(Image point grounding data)
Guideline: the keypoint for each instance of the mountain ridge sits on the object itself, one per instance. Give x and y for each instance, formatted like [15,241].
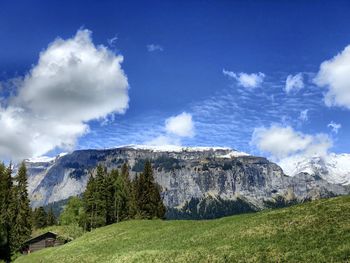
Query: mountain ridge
[195,181]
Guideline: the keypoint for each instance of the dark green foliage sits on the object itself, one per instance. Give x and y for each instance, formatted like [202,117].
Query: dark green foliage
[100,197]
[73,213]
[139,165]
[166,163]
[57,207]
[210,208]
[112,197]
[89,204]
[316,231]
[22,227]
[5,216]
[121,199]
[39,217]
[150,203]
[15,213]
[279,202]
[51,218]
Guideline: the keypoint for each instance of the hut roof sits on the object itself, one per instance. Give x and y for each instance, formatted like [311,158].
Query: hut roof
[33,239]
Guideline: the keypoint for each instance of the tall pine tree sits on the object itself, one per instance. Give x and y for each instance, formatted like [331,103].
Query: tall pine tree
[89,204]
[51,218]
[149,200]
[100,196]
[22,224]
[6,214]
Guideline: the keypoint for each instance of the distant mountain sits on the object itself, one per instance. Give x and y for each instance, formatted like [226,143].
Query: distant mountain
[197,182]
[334,168]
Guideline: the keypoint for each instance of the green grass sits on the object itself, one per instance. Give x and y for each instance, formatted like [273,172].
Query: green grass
[66,232]
[317,231]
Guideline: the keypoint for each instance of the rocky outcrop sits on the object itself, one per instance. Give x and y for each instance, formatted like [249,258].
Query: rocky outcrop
[192,179]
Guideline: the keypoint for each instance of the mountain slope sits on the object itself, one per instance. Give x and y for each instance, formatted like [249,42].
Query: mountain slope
[317,231]
[334,168]
[196,182]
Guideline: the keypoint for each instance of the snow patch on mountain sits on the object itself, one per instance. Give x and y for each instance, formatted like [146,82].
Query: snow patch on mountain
[334,168]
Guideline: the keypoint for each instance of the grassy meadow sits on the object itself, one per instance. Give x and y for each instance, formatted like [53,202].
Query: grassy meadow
[317,231]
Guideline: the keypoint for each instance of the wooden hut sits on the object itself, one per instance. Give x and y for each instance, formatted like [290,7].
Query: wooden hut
[48,239]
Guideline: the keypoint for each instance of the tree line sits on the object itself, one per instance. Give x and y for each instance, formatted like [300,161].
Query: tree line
[15,212]
[111,197]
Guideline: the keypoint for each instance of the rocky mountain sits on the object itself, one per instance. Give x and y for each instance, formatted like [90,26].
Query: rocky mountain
[197,182]
[334,168]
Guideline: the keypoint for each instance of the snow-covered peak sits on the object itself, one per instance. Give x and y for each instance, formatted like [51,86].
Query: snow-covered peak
[44,159]
[335,168]
[176,148]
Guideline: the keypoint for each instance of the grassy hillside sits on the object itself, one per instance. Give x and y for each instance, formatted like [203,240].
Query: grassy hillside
[313,232]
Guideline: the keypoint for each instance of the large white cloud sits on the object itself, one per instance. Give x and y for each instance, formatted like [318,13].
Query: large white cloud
[180,125]
[176,128]
[334,74]
[281,142]
[246,80]
[294,83]
[288,147]
[73,82]
[334,126]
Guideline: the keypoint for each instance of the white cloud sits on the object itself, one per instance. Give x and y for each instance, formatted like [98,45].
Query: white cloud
[283,141]
[112,41]
[334,126]
[294,83]
[154,47]
[245,80]
[180,125]
[176,128]
[304,115]
[73,82]
[334,74]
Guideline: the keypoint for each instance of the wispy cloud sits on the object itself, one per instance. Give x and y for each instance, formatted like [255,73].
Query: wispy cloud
[334,126]
[55,100]
[246,80]
[294,83]
[334,76]
[154,47]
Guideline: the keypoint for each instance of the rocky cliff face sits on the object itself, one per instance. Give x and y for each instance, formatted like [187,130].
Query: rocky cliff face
[191,178]
[334,168]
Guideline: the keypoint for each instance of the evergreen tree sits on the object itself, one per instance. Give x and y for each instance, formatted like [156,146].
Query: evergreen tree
[6,213]
[121,199]
[5,188]
[73,213]
[149,200]
[22,224]
[100,197]
[89,204]
[40,217]
[110,196]
[51,219]
[130,191]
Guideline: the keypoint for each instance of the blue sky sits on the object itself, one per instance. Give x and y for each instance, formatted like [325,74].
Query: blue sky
[175,55]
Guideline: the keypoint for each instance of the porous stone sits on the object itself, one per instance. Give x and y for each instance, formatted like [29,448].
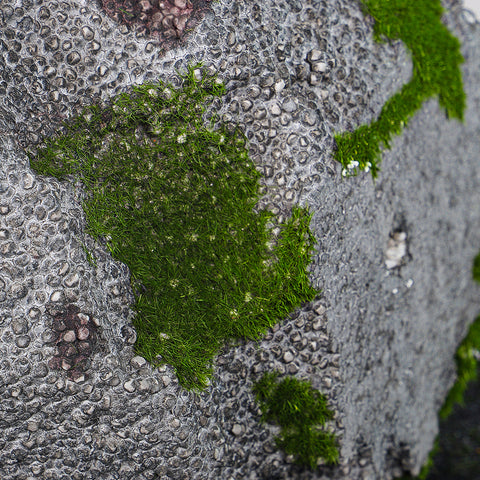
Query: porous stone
[309,69]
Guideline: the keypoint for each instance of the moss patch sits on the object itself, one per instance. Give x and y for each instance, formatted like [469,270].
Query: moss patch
[436,59]
[175,200]
[301,412]
[466,359]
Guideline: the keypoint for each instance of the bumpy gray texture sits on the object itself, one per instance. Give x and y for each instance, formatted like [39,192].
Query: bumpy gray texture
[379,343]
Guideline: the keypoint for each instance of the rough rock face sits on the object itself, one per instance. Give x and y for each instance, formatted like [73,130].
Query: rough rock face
[380,341]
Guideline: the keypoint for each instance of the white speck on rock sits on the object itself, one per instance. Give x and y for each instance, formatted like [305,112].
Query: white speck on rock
[129,386]
[288,357]
[238,429]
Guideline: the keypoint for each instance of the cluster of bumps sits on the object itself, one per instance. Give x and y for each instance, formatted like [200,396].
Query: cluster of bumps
[164,19]
[74,336]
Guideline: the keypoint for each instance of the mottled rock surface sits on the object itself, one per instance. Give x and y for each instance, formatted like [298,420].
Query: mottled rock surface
[379,343]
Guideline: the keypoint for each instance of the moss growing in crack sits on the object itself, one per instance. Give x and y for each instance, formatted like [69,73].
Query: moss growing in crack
[301,412]
[436,59]
[175,201]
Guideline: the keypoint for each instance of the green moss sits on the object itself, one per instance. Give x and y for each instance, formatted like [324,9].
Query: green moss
[466,359]
[436,59]
[174,199]
[301,412]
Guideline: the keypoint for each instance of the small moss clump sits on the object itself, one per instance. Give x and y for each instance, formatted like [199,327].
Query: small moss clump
[466,358]
[301,412]
[174,198]
[436,59]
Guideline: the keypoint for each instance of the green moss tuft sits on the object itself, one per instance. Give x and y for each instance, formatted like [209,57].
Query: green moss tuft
[300,411]
[436,59]
[175,199]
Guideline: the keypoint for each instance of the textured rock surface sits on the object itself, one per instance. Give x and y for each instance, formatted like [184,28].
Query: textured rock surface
[380,341]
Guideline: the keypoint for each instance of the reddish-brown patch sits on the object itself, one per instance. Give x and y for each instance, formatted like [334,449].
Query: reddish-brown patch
[74,335]
[167,20]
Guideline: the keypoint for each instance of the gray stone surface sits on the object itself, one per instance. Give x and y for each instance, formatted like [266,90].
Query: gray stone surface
[379,342]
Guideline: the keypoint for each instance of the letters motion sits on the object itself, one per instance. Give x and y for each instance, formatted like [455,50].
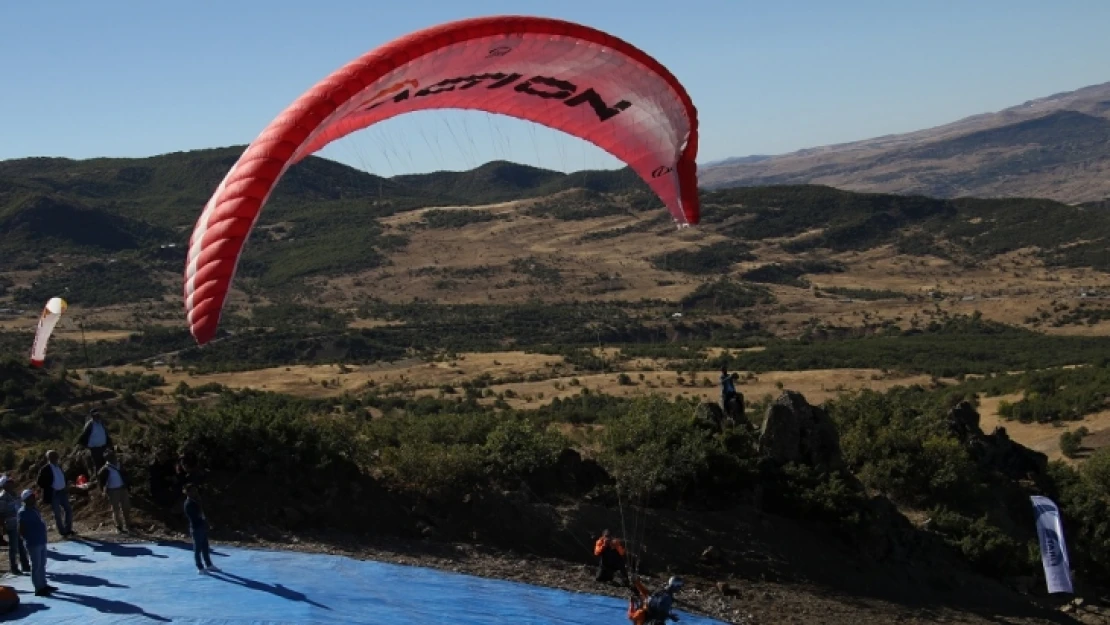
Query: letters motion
[564,76]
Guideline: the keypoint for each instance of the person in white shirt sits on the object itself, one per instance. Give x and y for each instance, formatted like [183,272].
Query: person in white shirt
[96,437]
[114,484]
[54,492]
[9,511]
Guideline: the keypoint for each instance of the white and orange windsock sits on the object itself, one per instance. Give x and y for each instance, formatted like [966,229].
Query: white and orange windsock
[51,314]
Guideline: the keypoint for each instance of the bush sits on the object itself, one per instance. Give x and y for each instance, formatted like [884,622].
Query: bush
[518,447]
[897,444]
[655,447]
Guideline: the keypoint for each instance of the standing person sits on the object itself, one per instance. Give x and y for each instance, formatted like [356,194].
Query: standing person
[611,558]
[96,437]
[114,484]
[56,493]
[9,512]
[33,532]
[198,528]
[727,389]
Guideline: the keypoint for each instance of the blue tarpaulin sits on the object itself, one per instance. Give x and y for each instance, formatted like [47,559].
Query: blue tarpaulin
[125,583]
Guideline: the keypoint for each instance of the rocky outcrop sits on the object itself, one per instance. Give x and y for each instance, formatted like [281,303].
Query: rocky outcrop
[995,451]
[710,413]
[794,431]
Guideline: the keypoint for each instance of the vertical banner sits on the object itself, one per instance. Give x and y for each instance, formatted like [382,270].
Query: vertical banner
[1053,550]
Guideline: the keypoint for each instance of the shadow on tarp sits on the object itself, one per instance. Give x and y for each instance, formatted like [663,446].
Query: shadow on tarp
[106,606]
[119,550]
[275,590]
[80,580]
[188,547]
[96,587]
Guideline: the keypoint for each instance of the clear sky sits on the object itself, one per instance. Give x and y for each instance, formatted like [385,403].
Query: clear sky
[138,78]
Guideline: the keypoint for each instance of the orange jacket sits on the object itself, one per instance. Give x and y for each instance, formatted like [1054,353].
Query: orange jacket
[603,543]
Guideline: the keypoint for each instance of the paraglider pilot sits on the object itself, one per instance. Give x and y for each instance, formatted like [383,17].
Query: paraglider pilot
[727,387]
[653,608]
[611,557]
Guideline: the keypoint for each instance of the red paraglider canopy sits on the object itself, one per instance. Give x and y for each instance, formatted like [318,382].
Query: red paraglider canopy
[561,74]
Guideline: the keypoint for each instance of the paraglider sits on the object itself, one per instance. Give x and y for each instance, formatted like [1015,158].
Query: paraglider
[51,314]
[561,74]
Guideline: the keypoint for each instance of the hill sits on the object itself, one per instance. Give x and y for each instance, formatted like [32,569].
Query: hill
[465,363]
[1055,147]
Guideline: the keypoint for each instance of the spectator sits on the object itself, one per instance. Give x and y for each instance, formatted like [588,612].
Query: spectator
[114,484]
[56,493]
[611,558]
[198,528]
[96,437]
[33,532]
[9,512]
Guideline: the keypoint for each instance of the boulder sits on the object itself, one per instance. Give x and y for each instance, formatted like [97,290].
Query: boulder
[794,431]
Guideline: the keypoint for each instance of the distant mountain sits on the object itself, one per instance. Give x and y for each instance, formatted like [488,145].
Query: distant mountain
[322,218]
[1056,147]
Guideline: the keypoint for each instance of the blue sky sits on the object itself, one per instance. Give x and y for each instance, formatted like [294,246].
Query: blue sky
[139,78]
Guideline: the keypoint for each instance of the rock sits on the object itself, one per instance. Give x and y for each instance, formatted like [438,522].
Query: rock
[795,431]
[292,515]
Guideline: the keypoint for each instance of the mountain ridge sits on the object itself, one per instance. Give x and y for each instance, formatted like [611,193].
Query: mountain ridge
[1062,164]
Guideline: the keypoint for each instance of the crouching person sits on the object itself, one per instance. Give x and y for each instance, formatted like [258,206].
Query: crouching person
[611,558]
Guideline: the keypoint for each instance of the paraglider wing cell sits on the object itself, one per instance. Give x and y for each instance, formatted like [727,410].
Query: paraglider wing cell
[51,313]
[561,74]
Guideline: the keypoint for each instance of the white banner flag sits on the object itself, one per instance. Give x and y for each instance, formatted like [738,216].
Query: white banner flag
[1053,550]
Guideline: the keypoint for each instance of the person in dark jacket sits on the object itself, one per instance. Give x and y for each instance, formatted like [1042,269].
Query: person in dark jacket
[198,528]
[54,492]
[96,439]
[645,608]
[611,558]
[33,532]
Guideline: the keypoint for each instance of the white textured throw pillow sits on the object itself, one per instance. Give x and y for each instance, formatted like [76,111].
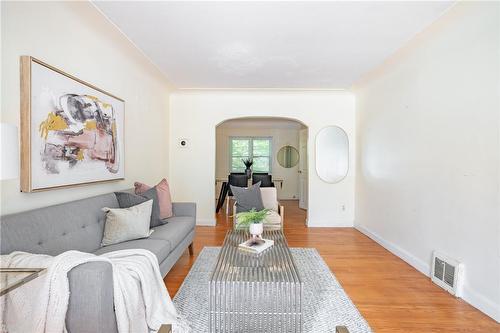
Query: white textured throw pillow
[124,224]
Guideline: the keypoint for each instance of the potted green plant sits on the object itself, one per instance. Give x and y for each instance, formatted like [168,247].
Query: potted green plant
[248,164]
[253,220]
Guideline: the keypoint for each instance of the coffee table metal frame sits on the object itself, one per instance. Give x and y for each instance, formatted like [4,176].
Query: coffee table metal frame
[255,292]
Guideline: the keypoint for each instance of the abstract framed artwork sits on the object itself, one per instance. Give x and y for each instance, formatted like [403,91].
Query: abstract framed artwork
[71,131]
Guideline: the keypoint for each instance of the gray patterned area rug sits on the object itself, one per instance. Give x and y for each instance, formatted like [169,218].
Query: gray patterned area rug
[326,304]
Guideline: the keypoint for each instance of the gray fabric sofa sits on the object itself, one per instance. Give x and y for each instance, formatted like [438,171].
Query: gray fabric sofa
[79,225]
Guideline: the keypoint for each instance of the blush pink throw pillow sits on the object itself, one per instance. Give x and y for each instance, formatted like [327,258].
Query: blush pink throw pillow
[164,198]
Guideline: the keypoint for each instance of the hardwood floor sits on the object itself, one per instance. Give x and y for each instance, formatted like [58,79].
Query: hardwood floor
[390,294]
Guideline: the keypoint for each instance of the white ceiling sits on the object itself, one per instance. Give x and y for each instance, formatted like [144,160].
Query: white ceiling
[244,44]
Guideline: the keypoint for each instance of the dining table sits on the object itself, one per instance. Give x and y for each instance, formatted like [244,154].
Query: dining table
[223,187]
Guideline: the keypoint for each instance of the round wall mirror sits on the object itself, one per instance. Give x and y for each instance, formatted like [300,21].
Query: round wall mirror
[332,154]
[288,156]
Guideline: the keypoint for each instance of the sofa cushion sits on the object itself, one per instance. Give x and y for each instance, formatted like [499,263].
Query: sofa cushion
[164,197]
[76,225]
[177,228]
[127,200]
[161,248]
[123,224]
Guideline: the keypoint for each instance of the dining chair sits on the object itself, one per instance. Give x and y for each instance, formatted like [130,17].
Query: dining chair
[235,179]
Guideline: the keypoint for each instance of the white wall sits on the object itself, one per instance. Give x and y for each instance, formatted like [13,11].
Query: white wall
[428,149]
[280,136]
[76,38]
[195,114]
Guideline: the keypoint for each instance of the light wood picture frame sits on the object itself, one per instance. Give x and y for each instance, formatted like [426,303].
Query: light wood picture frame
[72,133]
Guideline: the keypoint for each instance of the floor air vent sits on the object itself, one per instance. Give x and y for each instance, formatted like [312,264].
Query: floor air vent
[447,273]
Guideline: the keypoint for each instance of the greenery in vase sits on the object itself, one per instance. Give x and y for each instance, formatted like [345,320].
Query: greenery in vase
[244,219]
[248,162]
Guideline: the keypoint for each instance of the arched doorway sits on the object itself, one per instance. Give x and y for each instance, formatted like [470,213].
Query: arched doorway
[276,146]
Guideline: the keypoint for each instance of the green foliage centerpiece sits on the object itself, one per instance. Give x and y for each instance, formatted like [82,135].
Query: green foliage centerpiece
[248,165]
[252,220]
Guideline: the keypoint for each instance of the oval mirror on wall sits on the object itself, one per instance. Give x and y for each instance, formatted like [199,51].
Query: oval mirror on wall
[288,156]
[332,154]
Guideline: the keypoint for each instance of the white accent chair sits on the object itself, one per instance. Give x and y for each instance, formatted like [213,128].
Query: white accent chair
[276,215]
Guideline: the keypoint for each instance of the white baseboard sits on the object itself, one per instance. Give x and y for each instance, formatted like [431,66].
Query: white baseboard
[206,222]
[311,223]
[421,266]
[481,303]
[470,296]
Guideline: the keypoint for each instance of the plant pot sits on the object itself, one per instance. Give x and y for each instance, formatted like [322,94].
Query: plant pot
[256,229]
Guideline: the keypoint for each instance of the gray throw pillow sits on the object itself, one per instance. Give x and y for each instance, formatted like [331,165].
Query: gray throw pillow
[247,198]
[126,200]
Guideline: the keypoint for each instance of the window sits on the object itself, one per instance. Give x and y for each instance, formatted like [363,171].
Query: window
[258,149]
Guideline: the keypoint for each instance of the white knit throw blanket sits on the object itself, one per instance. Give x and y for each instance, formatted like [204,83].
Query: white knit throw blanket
[141,300]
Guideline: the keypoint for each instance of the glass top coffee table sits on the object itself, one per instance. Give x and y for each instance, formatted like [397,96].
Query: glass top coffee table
[255,292]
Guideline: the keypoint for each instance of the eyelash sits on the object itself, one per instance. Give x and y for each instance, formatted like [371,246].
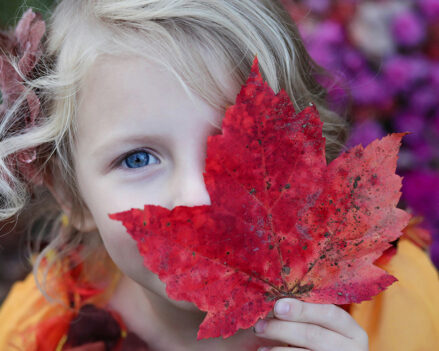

▸ **Brief**
From the records above, reproduce exactly the lines from the one with "Guideline: the keypoint for each instance of the moss patch" to the one with "Guideline: the keypoint for each instance of the green moss sits", both included, and no others.

▸ **Result for this task**
Guideline: the keypoint for each instance of the moss patch sits on the object itself, one per instance. Give x and y for each instance, formatted like [469,270].
Query: moss patch
[436,59]
[175,200]
[301,412]
[466,359]
Guideline: the keypoint for each instance of the bumpy gray texture sits on the object itself, one per instance. Give x and y for each instance, formatted like [39,192].
Query: bumpy gray texture
[379,343]
Guideline: the keypoint for each instance of the rough rock face sits on the object itself, one per instance. Give x and y for each instance, formatted like [73,130].
Query: rough rock face
[380,341]
Guideline: the keypoint for each instance of the white speck on rock sits on the object itself, one per instance. Give x and y for each instance, formatted like [305,112].
Query: white speck on rock
[129,386]
[288,357]
[238,429]
Guideline: the keypoint for each instance of the cluster of bumps sits on the object itself, one per instance. Give x and y for each instance, formatted like [200,396].
Query: cluster of bumps
[164,19]
[74,336]
Guideline: the keypoint for each instance of the mottled rock surface sits on the object itself, one per instance. Give x and y for each instance, formatted like [298,420].
Query: mottled rock surface
[379,343]
Guideline: the keypoint for each instance of the moss growing in crack sits on the object itself, one per instance. Give x and y for each instance, formatted like [69,73].
Query: moss growing in crack
[301,412]
[436,59]
[175,201]
Guideline: the keypoint for each instance of the green moss sits on the object itself, one per instance. Give x and y for each instance, formatted like [324,9].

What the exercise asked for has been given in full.